-- Start of RECORDS FOR PROCESSING --
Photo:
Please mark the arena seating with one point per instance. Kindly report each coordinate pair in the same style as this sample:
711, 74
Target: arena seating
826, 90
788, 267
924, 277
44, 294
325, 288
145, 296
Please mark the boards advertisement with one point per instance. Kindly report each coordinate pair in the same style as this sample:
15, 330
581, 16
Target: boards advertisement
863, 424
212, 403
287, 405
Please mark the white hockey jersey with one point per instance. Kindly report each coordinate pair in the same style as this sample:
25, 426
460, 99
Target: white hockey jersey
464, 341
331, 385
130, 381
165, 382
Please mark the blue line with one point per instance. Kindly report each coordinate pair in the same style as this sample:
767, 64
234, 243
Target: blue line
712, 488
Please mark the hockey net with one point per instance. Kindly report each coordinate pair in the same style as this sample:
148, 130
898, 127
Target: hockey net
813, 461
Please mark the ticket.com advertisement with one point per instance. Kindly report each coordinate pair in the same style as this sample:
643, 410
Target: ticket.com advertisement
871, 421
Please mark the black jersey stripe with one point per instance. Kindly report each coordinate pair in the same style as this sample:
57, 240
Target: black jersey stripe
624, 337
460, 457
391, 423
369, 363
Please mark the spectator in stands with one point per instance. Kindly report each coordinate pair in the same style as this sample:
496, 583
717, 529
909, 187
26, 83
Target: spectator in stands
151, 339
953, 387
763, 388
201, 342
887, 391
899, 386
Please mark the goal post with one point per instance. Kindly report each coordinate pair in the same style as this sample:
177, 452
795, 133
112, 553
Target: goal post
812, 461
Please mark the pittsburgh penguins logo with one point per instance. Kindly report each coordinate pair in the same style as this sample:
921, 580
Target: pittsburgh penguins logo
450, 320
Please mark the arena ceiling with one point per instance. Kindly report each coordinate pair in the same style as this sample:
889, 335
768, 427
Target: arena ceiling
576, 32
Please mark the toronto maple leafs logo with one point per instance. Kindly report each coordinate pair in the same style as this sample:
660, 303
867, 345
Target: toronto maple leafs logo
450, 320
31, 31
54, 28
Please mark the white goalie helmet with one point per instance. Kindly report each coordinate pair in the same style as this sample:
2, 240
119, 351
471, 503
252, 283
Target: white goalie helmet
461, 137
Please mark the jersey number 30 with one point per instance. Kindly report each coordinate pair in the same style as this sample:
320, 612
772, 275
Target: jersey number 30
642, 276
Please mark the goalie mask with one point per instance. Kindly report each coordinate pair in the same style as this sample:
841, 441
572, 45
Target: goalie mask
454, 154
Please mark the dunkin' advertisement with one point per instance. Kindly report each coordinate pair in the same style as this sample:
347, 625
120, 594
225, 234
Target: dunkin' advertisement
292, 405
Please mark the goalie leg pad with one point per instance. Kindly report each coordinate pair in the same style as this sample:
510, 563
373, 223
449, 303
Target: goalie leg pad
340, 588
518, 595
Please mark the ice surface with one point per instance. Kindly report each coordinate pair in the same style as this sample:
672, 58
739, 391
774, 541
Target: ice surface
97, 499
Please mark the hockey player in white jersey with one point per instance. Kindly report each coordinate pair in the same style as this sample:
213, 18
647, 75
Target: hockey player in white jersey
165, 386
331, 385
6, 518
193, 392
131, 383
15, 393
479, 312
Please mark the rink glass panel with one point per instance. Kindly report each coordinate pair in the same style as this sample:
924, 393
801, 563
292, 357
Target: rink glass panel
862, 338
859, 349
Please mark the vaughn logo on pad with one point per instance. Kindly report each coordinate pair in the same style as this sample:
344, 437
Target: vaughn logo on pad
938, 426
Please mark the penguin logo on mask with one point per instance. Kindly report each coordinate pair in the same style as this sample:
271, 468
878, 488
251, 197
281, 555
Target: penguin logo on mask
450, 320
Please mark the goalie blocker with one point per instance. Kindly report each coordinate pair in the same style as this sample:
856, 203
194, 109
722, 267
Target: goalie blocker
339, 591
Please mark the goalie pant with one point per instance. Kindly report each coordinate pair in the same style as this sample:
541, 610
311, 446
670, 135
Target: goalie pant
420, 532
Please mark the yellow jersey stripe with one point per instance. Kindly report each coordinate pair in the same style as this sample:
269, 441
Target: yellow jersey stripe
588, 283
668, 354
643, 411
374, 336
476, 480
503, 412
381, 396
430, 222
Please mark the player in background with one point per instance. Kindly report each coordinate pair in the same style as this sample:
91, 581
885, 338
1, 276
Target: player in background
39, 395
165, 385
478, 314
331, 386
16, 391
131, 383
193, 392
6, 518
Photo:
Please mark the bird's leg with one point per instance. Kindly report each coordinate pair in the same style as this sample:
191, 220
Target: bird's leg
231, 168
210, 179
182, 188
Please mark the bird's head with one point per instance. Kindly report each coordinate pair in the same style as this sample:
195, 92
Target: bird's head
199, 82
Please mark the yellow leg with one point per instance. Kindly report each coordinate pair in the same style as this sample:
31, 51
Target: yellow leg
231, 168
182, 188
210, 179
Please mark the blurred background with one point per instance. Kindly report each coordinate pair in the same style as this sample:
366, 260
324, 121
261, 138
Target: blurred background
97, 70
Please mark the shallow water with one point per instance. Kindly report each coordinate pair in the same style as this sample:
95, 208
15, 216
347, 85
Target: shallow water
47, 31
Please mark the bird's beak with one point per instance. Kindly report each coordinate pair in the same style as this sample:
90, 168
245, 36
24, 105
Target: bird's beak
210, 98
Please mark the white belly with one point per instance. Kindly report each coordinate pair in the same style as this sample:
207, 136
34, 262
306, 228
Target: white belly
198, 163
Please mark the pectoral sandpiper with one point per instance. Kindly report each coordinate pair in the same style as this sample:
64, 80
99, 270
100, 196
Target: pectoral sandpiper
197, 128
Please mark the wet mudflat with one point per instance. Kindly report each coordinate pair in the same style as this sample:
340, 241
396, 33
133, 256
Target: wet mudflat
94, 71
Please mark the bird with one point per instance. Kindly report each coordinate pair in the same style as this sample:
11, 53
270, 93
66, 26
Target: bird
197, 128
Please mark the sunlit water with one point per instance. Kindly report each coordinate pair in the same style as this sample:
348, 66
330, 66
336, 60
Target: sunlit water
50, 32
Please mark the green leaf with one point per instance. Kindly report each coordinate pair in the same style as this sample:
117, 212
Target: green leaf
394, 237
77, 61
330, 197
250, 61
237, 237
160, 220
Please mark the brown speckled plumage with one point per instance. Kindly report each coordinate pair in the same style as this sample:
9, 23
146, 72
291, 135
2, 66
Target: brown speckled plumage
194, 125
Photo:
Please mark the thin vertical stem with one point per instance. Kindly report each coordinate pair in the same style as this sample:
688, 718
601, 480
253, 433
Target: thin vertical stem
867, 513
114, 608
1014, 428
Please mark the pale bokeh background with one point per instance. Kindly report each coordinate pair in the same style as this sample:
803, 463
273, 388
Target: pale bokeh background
-- End of RECORDS FOR PROCESSING --
THE TASK:
Make an exact copy of the listing, including every line.

COMPLETE ANSWER:
Photo:
Please mark the arena seating with one point per instance. Kindly report each coordinate pair in the same style as this sample:
711, 74
Target: arena seating
826, 90
788, 267
924, 277
44, 294
325, 288
145, 296
Please mark the boards advertisement with one point per instance. Kindly report each coordinate pair in the same style as this sample:
15, 330
581, 16
Target: boards advertisement
863, 424
212, 403
287, 405
Please mark the white hockey jersey with one point per instance. Kindly report each coordinate pair in the same style as this sample:
25, 426
460, 99
Target: white hockey jersey
464, 341
331, 385
130, 381
165, 382
Please mark the blue line with one point per instance. Kindly report each coordinate pair in the same style as this sample:
767, 64
234, 243
Target: blue line
712, 488
Please mark the hockey net with one point per instance. Kindly report each coordinate pair in the same style as this sample:
148, 130
898, 127
Target: hockey net
813, 461
Please mark the ticket.com advertisement with one point per instance. Kindly report each coordinate pair in the same style as this sample:
643, 410
Target: ticket.com advertisement
871, 421
Please mark the black jersey stripe with one point per instance. Kindly report each coordinate pair in the same style as this sample:
57, 240
Target: black jersey stripe
624, 337
460, 457
391, 423
369, 363
Please mark the spectator in stands with one point per instance. Kindly report each coordinate pair in the same style as this sample:
496, 583
717, 529
909, 187
26, 83
Target: spectator in stands
151, 339
953, 387
763, 388
201, 342
887, 391
899, 386
Please mark the goal post with one point per instance. Kindly report each coordinate pair in the same style as this sample:
177, 452
795, 133
112, 553
Target: goal post
812, 461
Please mark the pittsburgh penguins logo with one point per instance. Kindly report each coordinate pair in the same style as this sample:
921, 580
Target: pittsburgh penguins logo
450, 320
Please mark the arena ceiling with one point per instance. Kindly report each coordinate pair in the same style as this sample:
889, 335
768, 427
Target: arena ceiling
576, 32
Please mark the toronto maple leafs logo with one point per instance. Kindly report each coordinate pair in the same style as this sample:
660, 303
867, 345
Target: toronto maple leafs logo
450, 320
31, 31
54, 28
Please mark the white goalie helmet with one point per instance. Kindly report each coordinate pair in the same style as this sample:
2, 240
119, 351
471, 503
252, 283
Target: white goalie helmet
461, 137
Please mark the jersey number 30 with one point per instance. Kindly report each coordinate pair in the same style as this sample:
320, 612
772, 275
Target: jersey number 30
642, 276
Please mark the goalie mask with one point per instance. Kindly report each coordinate pair in the same style as this sample:
841, 441
572, 45
Target: goalie mask
454, 154
Please mark the dunkin' advertisement with one point per instance. Kindly report each coordinate pair in the same style as this sample:
347, 625
120, 594
225, 234
Target: dunkin' advertisement
292, 405
Please mark the goalie leg pad with one point per instance. Kindly report each coordinate pair in the same style as this sample:
510, 563
373, 223
449, 303
Target: goalie leg pad
340, 588
518, 595
Please mark the ice surface with one point per instance. Kindly report each coordinate pair in the same style as this sample:
672, 58
739, 391
774, 541
Target: ice surface
97, 499
Please mark the hockey player in white jersey with one point per instance. Kindly report each coordinate pair in the same style as this sample:
213, 18
647, 75
Target: hockey player in white jersey
165, 386
331, 385
6, 518
193, 392
131, 383
15, 393
479, 312
Please mark the rink glass panel with one point per instance. Kindly report each coordinate pair in the same style as this sample:
924, 393
801, 563
292, 357
Target: rink glass panel
862, 338
859, 349
Please mark the vaughn logo on pad with one point per instance. Kindly report each coordinate pair in the same style as this sample:
344, 437
Target: vaughn logo on pad
938, 426
Please mark the penguin logo on mask with one point per instance. Kindly report each coordinate pair in the same style as this sample:
271, 468
878, 488
251, 197
281, 555
Target: penguin logo on mask
450, 320
Please mark the goalie blocker with one point per instance. Kindly report each coordinate pair in the same style as this sample:
856, 203
194, 109
722, 267
Target: goalie blocker
339, 591
Please mark the goalie pant with one point per instance. Kindly report each coordinate pair in the same style as this sample:
541, 610
311, 446
670, 135
Target: goalie pant
420, 532
Please mark the yellow jersey stripe with one point per instance. Kindly report each coordinate pair in the same style as this sample:
269, 441
Target: yellow jersey stripe
588, 283
668, 354
643, 411
374, 336
476, 480
503, 412
381, 396
430, 222
Please mark the player in background with one point per instance. Kindly report each coordinate pair in the same style as this sample:
91, 581
885, 338
1, 276
Target: player in background
39, 395
165, 385
478, 314
331, 386
16, 391
131, 383
193, 392
6, 518
Photo:
Please mark the bird's leg with one point per instance. Kindly report each coordinate pair in the same style as this sample:
191, 220
Target: bird's leg
231, 168
210, 179
182, 188
Please mark the bird's head with one point per instance. Kindly report each coordinate pair in the same style as this sample:
195, 92
Target: bird's head
199, 82
Please mark the yellow leg with one point per instance. Kindly report each coordinate pair in the same style as this sample:
31, 51
Target: yellow leg
231, 168
182, 188
210, 179
Please mark the blurred background with one point per instance. Kindly report each coordinate pair in the same style as this sample:
366, 260
324, 121
261, 138
Target: blurred background
97, 70
Please mark the shallow water with one point per instance. Kindly report each coordinate pair in the same style as this sample:
95, 208
15, 216
347, 85
Target: shallow water
47, 31
Please mark the bird's beak with one point per instance. Kindly report each coordinate pair in the same style as this sample:
90, 168
245, 36
24, 105
Target: bird's beak
210, 98
Please mark the white belly with one point per instance. Kindly report each coordinate pair in the same style as this sample:
207, 136
34, 262
306, 228
Target: white belly
198, 163
Please mark the pectoral sandpiper with one point per instance. Kindly report each coordinate pair in the same style as this sample:
64, 80
99, 270
100, 196
Target: pectoral sandpiper
197, 128
Please mark the wet mudflat with one point per instance. Kindly report each coordinate pair in the same style as this sample:
340, 241
396, 33
133, 256
Target: wet mudflat
94, 71
Please mark the bird with one point per instance. Kindly report each coordinate pair in the same style as this sample:
11, 53
270, 93
66, 26
Target: bird
197, 128
Please mark the sunlit water with one point per instance. Kindly report each coordinate pair in the same style as this sample:
348, 66
330, 66
336, 60
Target: sunlit water
50, 32
Please mark the green leaf with one point per instance. Kindly report each coordinate pair in the same style as this sample:
117, 212
Target: green leaf
394, 237
77, 61
330, 197
250, 61
237, 237
160, 220
Please mark the brown speckled plumage with one point per instance. Kindly report each coordinate pair in the same style as this sample:
9, 23
146, 72
291, 135
2, 66
Target: brown speckled plumage
194, 125
Photo:
Please mark the thin vertical stem with one point per instance. Kindly report each coordinate pair in the same style as this sample:
688, 718
601, 480
253, 433
Target: thin vertical stem
867, 513
114, 608
1014, 428
Please mark the pale bokeh background with one point per instance. Kindly report each coordinate pair in the same style as this sample:
803, 463
273, 388
Target: pale bokeh background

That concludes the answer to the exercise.